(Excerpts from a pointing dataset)
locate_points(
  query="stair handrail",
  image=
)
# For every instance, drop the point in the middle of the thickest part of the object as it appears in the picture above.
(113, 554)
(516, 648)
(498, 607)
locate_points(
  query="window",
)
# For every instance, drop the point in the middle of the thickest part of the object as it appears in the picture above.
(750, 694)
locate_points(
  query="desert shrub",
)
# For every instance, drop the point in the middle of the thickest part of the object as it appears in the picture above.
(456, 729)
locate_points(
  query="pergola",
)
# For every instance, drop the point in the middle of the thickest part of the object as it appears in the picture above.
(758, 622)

_What is required_
Print all of the items above verbatim, line for line, with nothing altered.

_Result below_
locate_points(
  query="stair handrail",
  image=
)
# For every instance, drop the point in the middle of the thickest part of the object as it appears in the picture above.
(113, 554)
(516, 648)
(498, 607)
locate_points(
  query="window",
)
# For every instance, drop the point in the middle of the thickest part of the object as it appears in the picture above.
(750, 694)
locate_points(
  query="desert shrub",
)
# For every instance, drop the point in the middle of the thickest part of the object as it appears in the picture above.
(456, 729)
locate_points(
  query="pergola",
)
# For every instance, drop the point in the middle of the thickest part of the object as it appears in the picture above.
(758, 622)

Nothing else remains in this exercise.